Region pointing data
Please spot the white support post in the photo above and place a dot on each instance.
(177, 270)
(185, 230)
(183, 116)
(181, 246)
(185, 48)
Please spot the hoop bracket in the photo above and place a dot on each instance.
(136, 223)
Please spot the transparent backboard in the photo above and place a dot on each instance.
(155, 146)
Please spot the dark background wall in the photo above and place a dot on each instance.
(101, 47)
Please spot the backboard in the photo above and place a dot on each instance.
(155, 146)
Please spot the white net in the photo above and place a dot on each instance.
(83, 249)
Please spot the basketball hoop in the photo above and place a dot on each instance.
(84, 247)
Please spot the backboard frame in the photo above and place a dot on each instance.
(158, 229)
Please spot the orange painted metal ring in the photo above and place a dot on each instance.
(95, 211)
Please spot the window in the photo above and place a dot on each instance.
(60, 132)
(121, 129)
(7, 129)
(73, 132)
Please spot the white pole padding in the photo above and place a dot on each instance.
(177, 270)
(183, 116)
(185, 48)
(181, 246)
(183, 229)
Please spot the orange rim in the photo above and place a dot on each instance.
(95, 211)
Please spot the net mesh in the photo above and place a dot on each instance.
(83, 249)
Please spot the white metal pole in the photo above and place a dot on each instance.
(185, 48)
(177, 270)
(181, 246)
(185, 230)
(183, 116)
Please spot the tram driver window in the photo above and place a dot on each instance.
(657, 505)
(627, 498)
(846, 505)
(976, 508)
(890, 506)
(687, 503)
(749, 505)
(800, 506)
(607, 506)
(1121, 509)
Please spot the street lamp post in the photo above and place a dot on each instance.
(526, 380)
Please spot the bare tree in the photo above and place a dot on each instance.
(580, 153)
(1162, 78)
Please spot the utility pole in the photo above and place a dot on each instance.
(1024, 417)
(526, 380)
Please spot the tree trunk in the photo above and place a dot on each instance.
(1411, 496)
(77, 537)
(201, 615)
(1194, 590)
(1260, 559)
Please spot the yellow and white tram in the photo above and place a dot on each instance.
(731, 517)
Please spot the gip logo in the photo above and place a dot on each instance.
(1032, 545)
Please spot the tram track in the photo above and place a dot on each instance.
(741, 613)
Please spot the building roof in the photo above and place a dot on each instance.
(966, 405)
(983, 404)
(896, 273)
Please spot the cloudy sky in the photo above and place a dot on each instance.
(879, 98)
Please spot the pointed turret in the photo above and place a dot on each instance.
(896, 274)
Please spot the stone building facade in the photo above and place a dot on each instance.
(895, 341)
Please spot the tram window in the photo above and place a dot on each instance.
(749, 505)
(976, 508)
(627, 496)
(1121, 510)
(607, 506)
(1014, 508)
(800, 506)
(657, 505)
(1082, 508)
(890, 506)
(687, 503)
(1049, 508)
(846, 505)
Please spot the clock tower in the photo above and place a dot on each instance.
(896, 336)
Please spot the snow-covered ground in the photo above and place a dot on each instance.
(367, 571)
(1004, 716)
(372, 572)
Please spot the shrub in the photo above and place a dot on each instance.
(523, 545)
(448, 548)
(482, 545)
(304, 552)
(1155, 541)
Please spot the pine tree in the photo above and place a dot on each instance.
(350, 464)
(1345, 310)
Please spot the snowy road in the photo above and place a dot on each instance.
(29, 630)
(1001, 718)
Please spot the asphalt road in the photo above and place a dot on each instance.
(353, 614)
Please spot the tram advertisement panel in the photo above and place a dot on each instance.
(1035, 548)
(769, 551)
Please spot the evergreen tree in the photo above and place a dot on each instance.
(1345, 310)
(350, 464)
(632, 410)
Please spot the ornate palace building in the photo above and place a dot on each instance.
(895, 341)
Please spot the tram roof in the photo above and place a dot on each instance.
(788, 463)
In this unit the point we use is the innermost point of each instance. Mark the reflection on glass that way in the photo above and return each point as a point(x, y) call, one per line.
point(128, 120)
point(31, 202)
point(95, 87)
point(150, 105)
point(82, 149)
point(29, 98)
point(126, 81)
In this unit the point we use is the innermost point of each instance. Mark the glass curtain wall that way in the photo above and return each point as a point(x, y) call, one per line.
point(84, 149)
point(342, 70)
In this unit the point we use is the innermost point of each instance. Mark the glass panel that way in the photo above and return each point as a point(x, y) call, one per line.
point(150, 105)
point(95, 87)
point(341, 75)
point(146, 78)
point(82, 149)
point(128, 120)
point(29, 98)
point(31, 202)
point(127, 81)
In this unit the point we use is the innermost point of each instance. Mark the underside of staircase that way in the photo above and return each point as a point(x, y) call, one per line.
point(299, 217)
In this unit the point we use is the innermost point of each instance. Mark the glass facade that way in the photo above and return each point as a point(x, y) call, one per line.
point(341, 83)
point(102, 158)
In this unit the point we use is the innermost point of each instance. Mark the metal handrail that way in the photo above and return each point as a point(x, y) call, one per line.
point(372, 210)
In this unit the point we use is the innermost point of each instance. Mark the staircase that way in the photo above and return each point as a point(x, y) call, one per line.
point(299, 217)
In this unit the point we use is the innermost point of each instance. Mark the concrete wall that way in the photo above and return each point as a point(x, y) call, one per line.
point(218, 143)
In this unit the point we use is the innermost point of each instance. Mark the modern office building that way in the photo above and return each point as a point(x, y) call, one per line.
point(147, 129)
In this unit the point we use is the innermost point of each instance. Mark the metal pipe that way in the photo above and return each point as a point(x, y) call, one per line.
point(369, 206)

Aim of the task
Reproduce the data shown above exactly, including every line.

Expected output
Please spot the white support post in the photo above and place a dot on each instance.
(177, 270)
(185, 230)
(183, 116)
(181, 246)
(185, 48)
Please spot the hoop bracket in the photo above and place a dot on each instance.
(136, 223)
Please spot the transparent backboard in the photo above and place a dot on each instance.
(155, 146)
Please spot the dark background wall in the photo above and place a dot on each instance.
(101, 47)
Please spot the backboard in the photo above and place a dot on each instance.
(155, 146)
Please spot the white net in the photo above and place a dot on each instance.
(83, 249)
Please spot the basketball hoop in the photo above and place a dot on each instance.
(84, 247)
Please spot the backboard frame in the photo above and place a dot on each instance.
(158, 229)
Please spot the orange painted metal ring in the photo above and place a dot on each instance.
(95, 211)
Please spot the window in the photo above and place a dot on each instance.
(60, 132)
(121, 129)
(7, 129)
(73, 132)
Please spot the white pole padding in the photo above and place a dot on each instance.
(177, 270)
(183, 116)
(185, 48)
(181, 246)
(183, 229)
Please spot the orange rim in the photo above and place a dot on each instance.
(95, 211)
Please spot the net mesh in the photo above and place a dot on each instance.
(83, 249)
Please spot the white metal pole in the photo above and place a dot on each instance.
(185, 48)
(177, 270)
(181, 246)
(185, 230)
(183, 116)
Please spot the tram driver window in the photo above and place a dot on each instance.
(657, 505)
(627, 498)
(846, 505)
(976, 508)
(890, 506)
(687, 503)
(749, 505)
(800, 506)
(607, 506)
(1121, 509)
Please spot the street lamp post in the photo above and place a dot on each instance.
(526, 380)
Please spot the bare tree in the photo above and place a dot on each instance.
(580, 153)
(1162, 78)
Please spot the utility pole in the photo above and place a dot on each instance.
(1024, 417)
(526, 380)
Please spot the tree trunk in the photo above and place a dot on each instance.
(1411, 496)
(77, 537)
(201, 615)
(1194, 590)
(1260, 559)
Please spot the yellow and white tram in the photo above and place a dot on each instance.
(731, 517)
Please spot the gip logo in the photo above and place a dot on each instance.
(1032, 545)
Please spot the tram track in the photo above and place a dot on each instance.
(741, 613)
Please spot the building roof in the photo above and place a dot on each instance.
(966, 405)
(983, 404)
(896, 273)
Please spot the cloudy sky in the photo above and place a dot on each instance.
(879, 98)
Please spot the pointed turret in the photo above and place a dot on each instance.
(896, 274)
Please spot the stone building facade in the photo above and place a dot on each instance.
(895, 341)
Please spot the tram window in the photo above and place a dot on each instance.
(749, 505)
(976, 508)
(627, 496)
(1121, 510)
(607, 506)
(1014, 508)
(800, 506)
(657, 505)
(1082, 508)
(890, 506)
(687, 503)
(1049, 508)
(846, 505)
Please spot the clock tower in the photo above and place a dot on each instance.
(896, 336)
Please spot the snow-covered ground in the photo above and place a dot on each instance.
(367, 571)
(1004, 716)
(372, 572)
Please spot the shrub in the photo above and place a dot on each instance.
(523, 545)
(448, 548)
(482, 545)
(304, 552)
(1155, 541)
Please spot the pine tree in the photo above and place a dot on each instance.
(350, 464)
(1345, 310)
Please spot the snowy road in the photo above and place a dot on each instance.
(29, 630)
(1001, 718)
Please spot the asphalt road in the photo above and place a dot on each instance.
(353, 614)
Please spot the tram advertisement panel in the photo above and place a dot on each instance.
(1035, 548)
(769, 551)
Please spot the evergreen tree in the photo above and place a dot on each instance.
(1345, 310)
(350, 464)
(632, 410)
Please spot the ornate palace building in the photo above and place a dot on each instance.
(895, 341)
Please spot the tram roof in the photo above and place a dot on each instance.
(788, 463)
In this unit the point we use is the innermost point of each instance. Mark the reflection on glass that way in the photo above and return each point as a point(x, y) call, one per line.
point(128, 120)
point(31, 202)
point(95, 87)
point(150, 105)
point(82, 149)
point(29, 98)
point(126, 81)
In this unit the point we use is the innermost point of each instance. Mark the glass curtain wall that way in the photo above and return each point as a point(x, y) call, one per line.
point(84, 149)
point(342, 70)
In this unit the point we use is the innermost point of each instance. Mark the glass panel that way in the photo above and return each point as a point(x, y) call, one per line.
point(150, 105)
point(95, 87)
point(341, 75)
point(146, 78)
point(82, 149)
point(128, 120)
point(29, 98)
point(31, 202)
point(127, 81)
In this unit the point we use is the innermost point of each instance. Mark the underside of staircase that way in the photo above and return each point as a point(x, y) call, one per line.
point(299, 217)
In this unit the point we use is the innermost point of each instance. Mark the glass facade that way in the photo above and return each point as a point(x, y) call, one per line.
point(341, 83)
point(102, 158)
In this unit the point we use is the innermost point of each instance. Mark the metal handrail that way in the photo above and return each point as a point(x, y) call, one per line.
point(372, 210)
In this unit the point we use is the innermost point of each instance. Mark the staircase that way in the photo above and return each point as a point(x, y) call, one per line.
point(299, 217)
In this unit the point we use is the innermost point of each instance. Mark the concrete wall that way in the photo above and return each point as a point(x, y) call, one per line.
point(218, 143)
In this unit the point we use is the innermost point of each instance. Mark the modern office building that way in the photo above and return each point as a point(x, y) call, one per line.
point(147, 129)
In this unit the point we use is the innermost point of each instance. Mark the metal pipe that way in the photo above and return each point as a point(x, y) call, one per line.
point(369, 206)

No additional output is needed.